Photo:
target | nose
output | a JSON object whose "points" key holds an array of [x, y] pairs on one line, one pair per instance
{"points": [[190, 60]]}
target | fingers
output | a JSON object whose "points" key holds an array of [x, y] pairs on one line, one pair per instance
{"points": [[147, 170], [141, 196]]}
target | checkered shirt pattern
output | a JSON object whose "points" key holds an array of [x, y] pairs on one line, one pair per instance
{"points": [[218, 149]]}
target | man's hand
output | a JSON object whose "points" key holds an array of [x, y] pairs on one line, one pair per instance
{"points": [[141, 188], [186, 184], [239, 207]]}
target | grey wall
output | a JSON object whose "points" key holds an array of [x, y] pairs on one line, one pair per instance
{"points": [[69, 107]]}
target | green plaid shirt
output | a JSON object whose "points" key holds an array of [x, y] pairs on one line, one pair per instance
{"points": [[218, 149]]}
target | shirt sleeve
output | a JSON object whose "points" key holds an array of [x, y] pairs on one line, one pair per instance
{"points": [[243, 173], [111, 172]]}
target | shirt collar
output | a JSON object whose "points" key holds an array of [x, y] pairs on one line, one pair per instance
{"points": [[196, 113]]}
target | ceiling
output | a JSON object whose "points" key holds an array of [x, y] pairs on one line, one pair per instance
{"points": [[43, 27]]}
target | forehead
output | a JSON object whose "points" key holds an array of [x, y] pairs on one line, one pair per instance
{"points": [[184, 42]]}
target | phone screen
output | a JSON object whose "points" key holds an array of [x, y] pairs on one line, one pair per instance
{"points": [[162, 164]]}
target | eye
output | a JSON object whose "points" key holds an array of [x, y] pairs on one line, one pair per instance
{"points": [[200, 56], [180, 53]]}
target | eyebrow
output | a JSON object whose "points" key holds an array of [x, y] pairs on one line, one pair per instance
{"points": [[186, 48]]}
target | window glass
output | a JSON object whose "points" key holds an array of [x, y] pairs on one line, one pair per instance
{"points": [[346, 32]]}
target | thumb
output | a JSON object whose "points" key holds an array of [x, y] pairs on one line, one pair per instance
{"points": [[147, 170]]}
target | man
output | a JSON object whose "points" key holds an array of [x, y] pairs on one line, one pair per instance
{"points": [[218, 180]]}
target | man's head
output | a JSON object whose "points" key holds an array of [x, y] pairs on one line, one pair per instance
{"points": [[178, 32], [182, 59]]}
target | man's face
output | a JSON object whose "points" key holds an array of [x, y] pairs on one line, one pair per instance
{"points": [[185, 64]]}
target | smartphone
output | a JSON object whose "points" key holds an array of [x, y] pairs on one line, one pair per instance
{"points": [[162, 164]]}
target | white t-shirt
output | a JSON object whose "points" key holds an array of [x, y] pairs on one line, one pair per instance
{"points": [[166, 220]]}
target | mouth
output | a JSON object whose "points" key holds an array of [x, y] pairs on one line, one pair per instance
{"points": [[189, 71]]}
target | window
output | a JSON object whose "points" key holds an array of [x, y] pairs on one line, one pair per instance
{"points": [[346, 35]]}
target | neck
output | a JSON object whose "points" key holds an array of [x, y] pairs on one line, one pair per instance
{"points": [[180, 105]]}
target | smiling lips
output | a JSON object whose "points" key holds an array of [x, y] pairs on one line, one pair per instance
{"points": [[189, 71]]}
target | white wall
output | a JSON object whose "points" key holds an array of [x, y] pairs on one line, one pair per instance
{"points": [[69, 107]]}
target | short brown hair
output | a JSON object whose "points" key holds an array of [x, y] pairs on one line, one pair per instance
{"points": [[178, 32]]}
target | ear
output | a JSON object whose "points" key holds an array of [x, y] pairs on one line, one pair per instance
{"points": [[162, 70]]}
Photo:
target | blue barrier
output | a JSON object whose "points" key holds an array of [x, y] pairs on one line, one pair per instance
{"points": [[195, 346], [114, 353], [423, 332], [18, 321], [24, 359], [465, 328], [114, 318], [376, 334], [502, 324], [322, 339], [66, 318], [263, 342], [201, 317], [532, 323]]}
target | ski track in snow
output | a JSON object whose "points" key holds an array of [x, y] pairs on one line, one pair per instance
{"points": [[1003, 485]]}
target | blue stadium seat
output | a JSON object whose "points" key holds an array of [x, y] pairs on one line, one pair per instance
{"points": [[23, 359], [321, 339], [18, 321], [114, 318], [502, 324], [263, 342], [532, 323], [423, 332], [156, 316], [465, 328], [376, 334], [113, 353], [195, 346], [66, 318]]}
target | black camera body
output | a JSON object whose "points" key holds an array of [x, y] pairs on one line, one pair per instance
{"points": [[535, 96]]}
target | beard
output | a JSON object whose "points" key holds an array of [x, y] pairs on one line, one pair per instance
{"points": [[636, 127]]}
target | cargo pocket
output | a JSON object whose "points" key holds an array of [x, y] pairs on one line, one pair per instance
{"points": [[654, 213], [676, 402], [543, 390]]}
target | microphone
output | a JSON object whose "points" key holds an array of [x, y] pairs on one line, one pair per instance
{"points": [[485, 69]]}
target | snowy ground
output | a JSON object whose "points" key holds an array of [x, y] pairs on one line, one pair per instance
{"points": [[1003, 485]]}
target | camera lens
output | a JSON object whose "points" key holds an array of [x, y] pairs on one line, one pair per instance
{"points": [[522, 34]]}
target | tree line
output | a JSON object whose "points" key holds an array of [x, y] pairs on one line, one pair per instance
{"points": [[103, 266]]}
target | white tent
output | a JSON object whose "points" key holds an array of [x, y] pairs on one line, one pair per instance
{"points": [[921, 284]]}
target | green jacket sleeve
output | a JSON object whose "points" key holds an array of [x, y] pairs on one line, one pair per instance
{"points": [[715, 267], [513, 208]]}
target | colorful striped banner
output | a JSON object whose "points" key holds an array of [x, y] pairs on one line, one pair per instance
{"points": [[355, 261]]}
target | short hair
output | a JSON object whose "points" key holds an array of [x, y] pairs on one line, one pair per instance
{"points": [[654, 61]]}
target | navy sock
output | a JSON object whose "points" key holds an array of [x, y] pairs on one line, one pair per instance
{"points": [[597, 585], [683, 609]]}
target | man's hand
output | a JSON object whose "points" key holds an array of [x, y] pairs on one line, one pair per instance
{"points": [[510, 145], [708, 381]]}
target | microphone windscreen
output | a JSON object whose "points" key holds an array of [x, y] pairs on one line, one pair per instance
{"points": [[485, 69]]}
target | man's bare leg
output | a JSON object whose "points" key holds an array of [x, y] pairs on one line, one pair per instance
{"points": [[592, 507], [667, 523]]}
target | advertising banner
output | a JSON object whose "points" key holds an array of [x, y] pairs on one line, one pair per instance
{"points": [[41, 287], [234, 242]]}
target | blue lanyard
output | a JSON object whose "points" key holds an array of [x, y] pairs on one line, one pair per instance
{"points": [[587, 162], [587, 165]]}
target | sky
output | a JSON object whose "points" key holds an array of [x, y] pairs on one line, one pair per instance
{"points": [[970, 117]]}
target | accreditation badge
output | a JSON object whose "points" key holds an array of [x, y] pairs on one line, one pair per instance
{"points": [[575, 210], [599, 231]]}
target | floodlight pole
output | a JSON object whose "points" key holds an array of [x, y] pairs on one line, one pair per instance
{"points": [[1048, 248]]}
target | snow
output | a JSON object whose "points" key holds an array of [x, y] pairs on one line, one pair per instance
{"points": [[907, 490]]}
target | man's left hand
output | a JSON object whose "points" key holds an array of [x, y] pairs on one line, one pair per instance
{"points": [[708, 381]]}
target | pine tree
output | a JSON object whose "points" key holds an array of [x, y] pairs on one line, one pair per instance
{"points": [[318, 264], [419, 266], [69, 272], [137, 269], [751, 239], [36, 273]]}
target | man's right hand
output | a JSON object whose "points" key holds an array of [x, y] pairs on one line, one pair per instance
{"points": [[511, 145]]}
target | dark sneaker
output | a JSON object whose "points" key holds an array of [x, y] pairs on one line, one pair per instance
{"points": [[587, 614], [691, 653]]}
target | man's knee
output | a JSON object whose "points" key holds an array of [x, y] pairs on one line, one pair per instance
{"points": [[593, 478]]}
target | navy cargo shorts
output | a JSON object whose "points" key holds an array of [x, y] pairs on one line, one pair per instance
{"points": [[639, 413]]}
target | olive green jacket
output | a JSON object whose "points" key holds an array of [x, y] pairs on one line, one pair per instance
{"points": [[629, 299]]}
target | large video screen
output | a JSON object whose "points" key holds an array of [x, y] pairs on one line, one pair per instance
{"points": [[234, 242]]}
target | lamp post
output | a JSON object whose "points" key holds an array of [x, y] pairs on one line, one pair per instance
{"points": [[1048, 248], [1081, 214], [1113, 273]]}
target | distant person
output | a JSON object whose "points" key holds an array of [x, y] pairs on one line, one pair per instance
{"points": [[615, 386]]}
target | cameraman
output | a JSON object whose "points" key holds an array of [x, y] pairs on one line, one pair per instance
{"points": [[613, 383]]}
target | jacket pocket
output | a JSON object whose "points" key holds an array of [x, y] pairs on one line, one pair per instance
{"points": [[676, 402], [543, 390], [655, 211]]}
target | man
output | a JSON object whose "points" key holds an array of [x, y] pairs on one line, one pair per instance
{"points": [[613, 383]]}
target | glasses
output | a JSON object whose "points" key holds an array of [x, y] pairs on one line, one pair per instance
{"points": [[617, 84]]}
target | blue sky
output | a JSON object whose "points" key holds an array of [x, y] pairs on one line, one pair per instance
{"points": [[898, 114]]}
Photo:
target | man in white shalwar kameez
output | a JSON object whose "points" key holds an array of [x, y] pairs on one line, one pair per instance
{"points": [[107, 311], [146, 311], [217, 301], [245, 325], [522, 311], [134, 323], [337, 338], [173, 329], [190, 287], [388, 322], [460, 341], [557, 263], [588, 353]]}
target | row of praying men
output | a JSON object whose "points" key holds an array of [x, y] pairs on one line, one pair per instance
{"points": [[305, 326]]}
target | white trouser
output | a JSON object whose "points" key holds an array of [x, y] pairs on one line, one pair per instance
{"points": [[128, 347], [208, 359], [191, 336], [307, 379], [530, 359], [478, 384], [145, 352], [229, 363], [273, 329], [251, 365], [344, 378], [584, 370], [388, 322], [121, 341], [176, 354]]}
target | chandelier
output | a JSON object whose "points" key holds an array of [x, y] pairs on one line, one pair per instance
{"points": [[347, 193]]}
_ _ _ _ _
- EXERCISE OBJECTIVE -
Reproduce only the lines above, starting at the line with "target | white tent" and ending at the line with "target | colorful striped banner", exactly as written.

- SOLUTION FOR THIS EXERCISE -
target | white tent
output | a JSON object whose "points" key holds an array of [x, y] pairs on one line, one pair per instance
{"points": [[921, 284]]}
target | green jacket sleeve
output | a JSON object whose "points" key holds an array of [x, y] pairs on one line, one pair per instance
{"points": [[715, 267], [513, 208]]}
target | colorful striped banner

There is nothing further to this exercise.